● Task objective
Leave out the images and set down the records below exactly.

——————

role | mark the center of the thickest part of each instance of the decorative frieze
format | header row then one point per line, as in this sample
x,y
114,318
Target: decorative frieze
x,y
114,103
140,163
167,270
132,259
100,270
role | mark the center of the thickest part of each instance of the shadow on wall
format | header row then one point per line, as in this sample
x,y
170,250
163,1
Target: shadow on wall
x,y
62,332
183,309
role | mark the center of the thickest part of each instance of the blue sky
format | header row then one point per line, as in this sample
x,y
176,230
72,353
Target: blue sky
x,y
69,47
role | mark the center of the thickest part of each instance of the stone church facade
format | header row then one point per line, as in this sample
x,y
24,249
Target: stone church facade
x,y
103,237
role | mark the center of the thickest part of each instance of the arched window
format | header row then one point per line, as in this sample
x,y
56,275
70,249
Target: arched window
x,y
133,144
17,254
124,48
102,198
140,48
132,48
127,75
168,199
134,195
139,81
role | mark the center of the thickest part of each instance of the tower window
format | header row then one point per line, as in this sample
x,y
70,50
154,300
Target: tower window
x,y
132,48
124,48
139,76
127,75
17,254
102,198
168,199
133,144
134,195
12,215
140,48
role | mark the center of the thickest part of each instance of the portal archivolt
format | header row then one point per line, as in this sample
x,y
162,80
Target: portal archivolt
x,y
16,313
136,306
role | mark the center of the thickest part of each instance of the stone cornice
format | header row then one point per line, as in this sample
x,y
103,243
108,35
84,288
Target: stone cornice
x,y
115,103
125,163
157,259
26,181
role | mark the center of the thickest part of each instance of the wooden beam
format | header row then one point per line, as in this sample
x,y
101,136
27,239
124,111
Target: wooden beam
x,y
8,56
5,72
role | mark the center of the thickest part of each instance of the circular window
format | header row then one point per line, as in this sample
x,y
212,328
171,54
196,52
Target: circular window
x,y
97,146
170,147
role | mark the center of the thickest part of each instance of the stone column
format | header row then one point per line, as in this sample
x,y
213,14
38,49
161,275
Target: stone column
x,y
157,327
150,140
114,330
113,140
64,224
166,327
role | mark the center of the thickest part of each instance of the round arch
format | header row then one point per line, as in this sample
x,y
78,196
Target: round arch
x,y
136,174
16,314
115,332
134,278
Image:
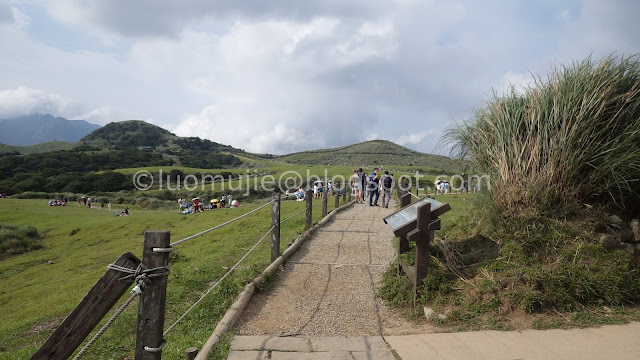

——————

● Written answer
role | mark the center of the thickest part of each instance of the decorative frieze
format | header row then one point per line, as in this sample
x,y
114,318
Target: decorative frieze
x,y
114,103
140,163
167,270
132,259
100,270
role | mark the center of the thickest part of each instance of the shadow on wall
format | header row then one point per line, as in this sample
x,y
170,250
163,1
Target: shadow on wall
x,y
62,332
183,309
role | mark the center of the thickest part of each instance of the blue sky
format | header row then one point per line, as in this sample
x,y
176,230
72,353
Target: blue sky
x,y
69,47
role | mark the center of the thickest part of each instance of the stone church facade
format | header row then one point per line, as in this sample
x,y
24,249
Target: stone church facade
x,y
103,237
role | mark the center of the thickest part of each instance of the arched window
format | header row then one point per line, as in this sample
x,y
56,275
70,249
Target: arched window
x,y
133,144
17,254
124,48
102,198
140,48
132,48
127,75
168,199
134,195
139,81
role | mark the center of the thickest part of each instance of the tower window
format | header row then one point per line, as in this sample
x,y
70,50
154,300
Target: tower window
x,y
132,48
124,48
139,76
127,75
17,254
102,198
168,199
133,144
134,195
12,215
140,48
role | mark the center of the thickest part of each instance of the portal archivolt
format | header row then one point per line, as in this sample
x,y
162,80
Target: portal archivolt
x,y
16,313
136,306
role | mark the center of the thickest part of each instance of the stone cornice
format | header row then one point per line, as in this sample
x,y
103,243
108,35
84,288
Target: stone cornice
x,y
115,103
125,163
157,259
26,181
role | mark the center of the thickest part of each instance of the wooden beam
format | header row then one point per line, as in this sample
x,y
101,136
27,239
124,111
Target: wooden beam
x,y
8,56
5,72
role | mark the center of the thickest part of each instance of the circular window
format | header row then one point per line, as in this sample
x,y
212,328
171,54
196,52
Target: circular window
x,y
97,146
170,147
role | mark the center of the thickest part of each instance of the stone column
format | header row then one point per line, as in this sample
x,y
213,14
38,49
161,275
Target: stone column
x,y
157,327
150,140
114,330
113,140
64,224
166,327
role | mark the center of the thickest part of each instance of the round arch
format | header row then one point per line, as in this sample
x,y
78,196
Target: round arch
x,y
136,174
16,314
115,332
134,278
Image:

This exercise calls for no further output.